## ASSIGNMENT
The line containing "The task for" opens the span to copy, and the last line of the records below closes it. Write out that span exactly.

*** Opening PROVIDED DATA ***

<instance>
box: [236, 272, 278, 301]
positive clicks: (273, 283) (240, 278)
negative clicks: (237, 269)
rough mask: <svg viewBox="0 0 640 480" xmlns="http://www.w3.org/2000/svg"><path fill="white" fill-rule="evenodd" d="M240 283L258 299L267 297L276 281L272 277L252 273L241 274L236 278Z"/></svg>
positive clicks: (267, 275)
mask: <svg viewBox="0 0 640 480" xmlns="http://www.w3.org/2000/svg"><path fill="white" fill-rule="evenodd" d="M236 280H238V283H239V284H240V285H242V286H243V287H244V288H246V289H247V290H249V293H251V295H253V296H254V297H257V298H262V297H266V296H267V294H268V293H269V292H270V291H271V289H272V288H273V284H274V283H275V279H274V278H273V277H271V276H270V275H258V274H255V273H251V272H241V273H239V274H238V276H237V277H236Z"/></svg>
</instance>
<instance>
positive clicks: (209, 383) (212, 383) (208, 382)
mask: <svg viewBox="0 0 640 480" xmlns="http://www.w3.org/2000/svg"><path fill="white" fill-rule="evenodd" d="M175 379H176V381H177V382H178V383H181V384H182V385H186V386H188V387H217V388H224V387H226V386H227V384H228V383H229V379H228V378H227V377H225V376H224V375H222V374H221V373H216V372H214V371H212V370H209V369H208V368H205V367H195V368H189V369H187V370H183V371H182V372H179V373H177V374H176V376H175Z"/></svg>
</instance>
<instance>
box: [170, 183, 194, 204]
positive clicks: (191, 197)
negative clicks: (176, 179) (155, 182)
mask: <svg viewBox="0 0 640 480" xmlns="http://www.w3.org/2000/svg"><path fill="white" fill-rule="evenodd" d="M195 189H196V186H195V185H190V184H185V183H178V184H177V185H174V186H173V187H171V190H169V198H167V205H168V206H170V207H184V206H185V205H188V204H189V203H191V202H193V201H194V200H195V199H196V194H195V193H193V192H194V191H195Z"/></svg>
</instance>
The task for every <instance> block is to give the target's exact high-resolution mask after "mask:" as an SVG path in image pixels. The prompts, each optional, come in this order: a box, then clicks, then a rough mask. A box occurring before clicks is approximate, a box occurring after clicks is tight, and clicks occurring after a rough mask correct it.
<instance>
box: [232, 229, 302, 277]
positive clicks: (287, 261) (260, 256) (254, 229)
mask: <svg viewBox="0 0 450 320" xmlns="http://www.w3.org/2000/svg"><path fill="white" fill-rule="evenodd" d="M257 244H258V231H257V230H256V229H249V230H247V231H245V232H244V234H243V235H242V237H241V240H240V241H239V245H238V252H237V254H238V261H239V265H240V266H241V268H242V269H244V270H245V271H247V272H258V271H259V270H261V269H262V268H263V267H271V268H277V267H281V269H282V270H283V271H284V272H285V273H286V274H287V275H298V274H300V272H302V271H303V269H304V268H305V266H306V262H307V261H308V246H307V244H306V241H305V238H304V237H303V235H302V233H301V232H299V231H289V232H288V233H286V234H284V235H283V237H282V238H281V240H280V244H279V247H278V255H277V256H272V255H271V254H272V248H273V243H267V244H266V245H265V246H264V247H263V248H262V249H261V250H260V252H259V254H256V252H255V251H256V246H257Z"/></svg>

*** Closing PROVIDED DATA ***

## SOLUTION TO THIS TASK
The task for every <instance> block is to give the target's exact high-resolution mask after "mask:" as an SVG path in image pixels. The prompts, each optional, come in this order: a box, then clicks, then a rough mask. A box occurring before clicks is approximate, a box occurring after clicks is tight, and clicks occurring after a rough mask correct it.
<instance>
box: [232, 229, 302, 277]
positive clicks: (287, 261) (260, 256) (254, 229)
mask: <svg viewBox="0 0 450 320" xmlns="http://www.w3.org/2000/svg"><path fill="white" fill-rule="evenodd" d="M257 244H258V231H257V230H256V229H249V230H247V231H245V232H244V234H243V235H242V237H241V240H240V241H239V245H238V252H237V254H238V261H239V265H240V266H241V268H242V269H244V270H245V271H247V272H258V271H259V270H261V269H262V268H263V267H271V268H277V267H281V269H282V270H283V271H284V272H285V273H286V274H287V275H298V274H300V272H302V271H303V269H304V268H305V266H306V262H307V261H308V246H307V244H306V241H305V238H304V237H303V235H302V233H301V232H299V231H289V232H288V233H286V234H284V235H283V237H282V238H281V240H280V244H279V247H278V255H277V256H272V255H271V254H272V248H273V243H267V244H266V245H265V246H264V247H263V248H262V249H261V250H260V252H259V254H256V252H255V251H256V246H257Z"/></svg>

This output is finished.